==== Supplied material

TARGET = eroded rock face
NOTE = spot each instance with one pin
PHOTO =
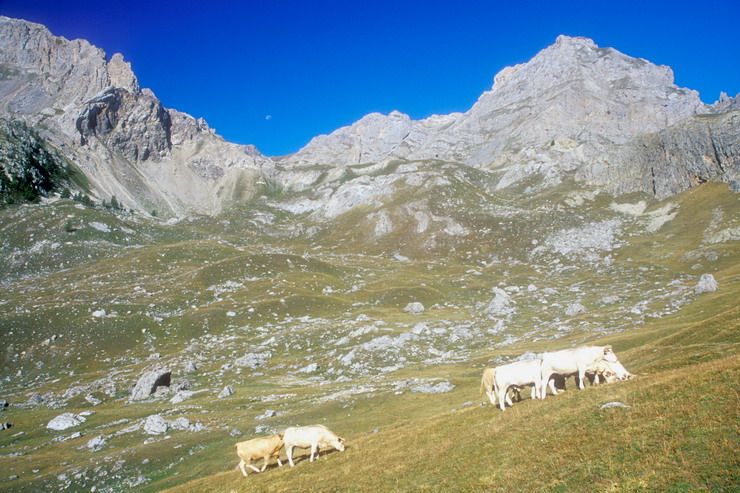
(119, 135)
(136, 126)
(149, 382)
(65, 421)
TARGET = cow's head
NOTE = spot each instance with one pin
(609, 355)
(339, 444)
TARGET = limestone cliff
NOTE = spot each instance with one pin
(94, 111)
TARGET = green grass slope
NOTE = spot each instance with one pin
(680, 433)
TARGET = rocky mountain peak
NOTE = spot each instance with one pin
(121, 75)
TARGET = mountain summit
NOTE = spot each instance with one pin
(575, 109)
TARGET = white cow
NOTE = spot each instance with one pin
(609, 372)
(259, 448)
(517, 375)
(314, 436)
(573, 362)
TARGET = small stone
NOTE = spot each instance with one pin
(707, 284)
(96, 443)
(574, 309)
(181, 424)
(614, 404)
(155, 425)
(93, 400)
(414, 308)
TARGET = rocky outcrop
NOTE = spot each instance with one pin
(575, 109)
(118, 134)
(149, 382)
(136, 126)
(696, 150)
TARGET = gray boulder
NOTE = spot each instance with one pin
(414, 308)
(64, 421)
(574, 309)
(226, 392)
(96, 443)
(149, 382)
(706, 284)
(155, 425)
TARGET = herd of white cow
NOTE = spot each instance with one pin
(593, 362)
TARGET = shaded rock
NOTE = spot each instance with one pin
(706, 284)
(181, 396)
(438, 388)
(64, 421)
(267, 414)
(93, 400)
(149, 382)
(575, 309)
(500, 305)
(155, 425)
(253, 360)
(226, 392)
(414, 308)
(309, 368)
(614, 404)
(96, 443)
(181, 424)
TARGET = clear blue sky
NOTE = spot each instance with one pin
(314, 66)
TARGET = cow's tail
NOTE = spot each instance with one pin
(488, 381)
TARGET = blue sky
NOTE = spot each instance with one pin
(277, 73)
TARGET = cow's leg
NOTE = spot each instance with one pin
(491, 396)
(502, 398)
(289, 453)
(581, 376)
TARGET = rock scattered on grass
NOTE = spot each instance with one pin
(706, 284)
(609, 405)
(64, 421)
(155, 425)
(149, 382)
(414, 308)
(226, 392)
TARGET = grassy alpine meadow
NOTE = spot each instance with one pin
(309, 323)
(679, 431)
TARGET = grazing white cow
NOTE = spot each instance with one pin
(573, 362)
(314, 436)
(610, 372)
(517, 375)
(259, 448)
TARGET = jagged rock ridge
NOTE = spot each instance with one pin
(117, 133)
(575, 109)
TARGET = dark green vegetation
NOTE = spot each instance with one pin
(305, 317)
(29, 167)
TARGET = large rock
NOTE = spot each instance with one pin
(148, 383)
(706, 284)
(155, 425)
(64, 421)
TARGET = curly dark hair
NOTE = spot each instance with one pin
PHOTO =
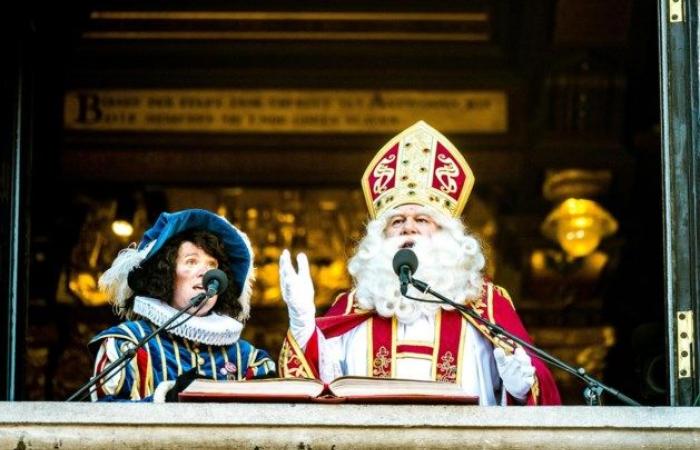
(156, 277)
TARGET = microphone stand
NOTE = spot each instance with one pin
(594, 388)
(131, 350)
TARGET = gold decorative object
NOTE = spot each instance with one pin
(579, 225)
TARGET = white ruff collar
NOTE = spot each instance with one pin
(212, 329)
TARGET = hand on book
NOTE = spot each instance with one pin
(516, 371)
(298, 293)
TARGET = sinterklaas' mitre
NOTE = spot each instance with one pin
(418, 166)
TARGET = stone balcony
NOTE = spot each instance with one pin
(54, 425)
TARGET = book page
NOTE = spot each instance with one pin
(371, 387)
(283, 387)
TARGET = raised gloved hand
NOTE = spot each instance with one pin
(298, 292)
(516, 371)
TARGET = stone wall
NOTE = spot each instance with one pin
(53, 425)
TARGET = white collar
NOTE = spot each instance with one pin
(212, 329)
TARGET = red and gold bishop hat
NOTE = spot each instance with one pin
(418, 166)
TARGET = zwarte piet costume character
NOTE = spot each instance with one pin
(147, 284)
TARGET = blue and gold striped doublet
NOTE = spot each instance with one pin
(165, 356)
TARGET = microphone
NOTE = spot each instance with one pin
(215, 282)
(405, 264)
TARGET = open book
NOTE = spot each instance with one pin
(343, 389)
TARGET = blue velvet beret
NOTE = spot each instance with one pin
(234, 241)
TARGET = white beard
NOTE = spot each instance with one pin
(450, 264)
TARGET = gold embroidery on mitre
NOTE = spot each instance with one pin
(446, 174)
(383, 174)
(425, 168)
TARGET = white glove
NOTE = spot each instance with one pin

========

Your goal
Every line of the data above should be quoted exactly. Omit the pictures.

Written answer
TARGET = eroded rock face
NOTE = spot each instance with one pin
PHOTO =
(119, 135)
(136, 126)
(149, 382)
(65, 421)
TARGET = cow's head
NOTE = spot each instance with one pin
(609, 355)
(339, 444)
TARGET = limestone cliff
NOTE = spot each instance with one pin
(94, 111)
TARGET = green grass slope
NOTE = spot each instance with one pin
(680, 433)
TARGET = rocky mountain peak
NOTE = spot each instance with one pin
(121, 75)
TARGET = mountain summit
NOTE = spot each instance with one pin
(575, 109)
TARGET = white cow
NOTE = spot each instance with one pin
(609, 372)
(259, 448)
(517, 375)
(314, 436)
(573, 362)
TARGET = small stone
NOTE = spot each instance with one pin
(707, 284)
(96, 443)
(574, 309)
(181, 424)
(614, 404)
(155, 425)
(93, 400)
(414, 308)
TARGET = rocky outcrop
NOTE = spot each instance with one pin
(575, 109)
(118, 134)
(149, 382)
(136, 126)
(696, 150)
TARGET = gray boulder
NOTE = spot each instance with one pin
(414, 308)
(64, 421)
(574, 309)
(226, 392)
(96, 443)
(149, 382)
(706, 284)
(155, 425)
TARGET = herd of white cow
NOTE = spot each instance with one pin
(593, 362)
TARGET = shaded rock
NOTE = spot each instance with one pin
(706, 284)
(181, 396)
(438, 388)
(64, 421)
(267, 414)
(93, 400)
(149, 382)
(575, 309)
(500, 305)
(155, 425)
(253, 360)
(226, 392)
(414, 308)
(309, 368)
(614, 404)
(96, 443)
(181, 424)
TARGET = clear blue sky
NOTE = spot each instance with one pin
(314, 66)
TARGET = cow's tail
NOTE = spot each instance with one pin
(488, 381)
TARGET = blue sky
NOTE = spot each instance with one pin
(277, 73)
TARGET = cow's leg
NOTE = spot each instance with one pin
(491, 396)
(502, 398)
(289, 453)
(581, 376)
TARGET = rock scattered on grass
NOTE = spot each instance with one pin
(706, 284)
(609, 405)
(64, 421)
(155, 425)
(149, 382)
(414, 308)
(226, 392)
TARGET = grassy alpine meadow
NOTE = spot each instance with one pin
(309, 323)
(679, 431)
TARGET = grazing white cow
NOTE = spot each instance with one pin
(573, 362)
(314, 436)
(610, 372)
(517, 375)
(259, 448)
TARGET = jagged rock ridge
NOTE = spot each instance with one pin
(117, 133)
(575, 109)
TARGET = dark green vegetation
NOTE = spot each instance with one pin
(305, 317)
(29, 167)
TARGET = large rock
NOTE = spot each instance with one pin
(148, 383)
(706, 284)
(155, 425)
(64, 421)
TARGET = curly dark hair
NOTE = spot each instance with one pin
PHOTO =
(156, 277)
TARGET = microphone stand
NOTE = spot each instance with one pin
(594, 388)
(131, 350)
TARGET = gold decorative object
NOTE = spot each instance with one pin
(579, 225)
TARGET = white ruff collar
NOTE = spot each instance with one pin
(212, 329)
TARGET = hand on book
NOTE = spot each instance with one pin
(516, 371)
(298, 293)
TARGET = sinterklaas' mitre
NOTE = spot each instance with one pin
(418, 166)
TARGET = stone balcony
NOTE = spot each instance with one pin
(54, 425)
TARGET = book page
NOTE = spot each instance with one pin
(371, 387)
(283, 387)
TARGET = raised gloved hand
NOTE = spot each instance with one pin
(298, 292)
(516, 371)
TARGET = stone wall
NOTE = spot each instance with one pin
(53, 425)
TARGET = white collar
NOTE = spot each instance with one pin
(212, 329)
TARGET = red and gold bishop hat
NOTE = spot each instance with one pin
(418, 166)
TARGET = zwarte piet costume character
NOTE = spot each instance with one pin
(147, 284)
TARGET = blue and gold striped doublet
NOTE = spot each instance with one pin
(165, 356)
TARGET = microphone
NOTE = spot each instance with one pin
(215, 282)
(405, 264)
TARGET = open book
NOTE = spot each instance with one pin
(343, 389)
TARGET = blue velvet beret
NOTE = spot each instance with one pin
(234, 241)
TARGET = white beard
NOTE = spot each instance with one pin
(450, 264)
TARGET = gold embroidery on mitre
NOTE = spot each instance with one pin
(446, 174)
(383, 174)
(425, 168)
TARGET = white glove
NOTE = spot each instance with one pin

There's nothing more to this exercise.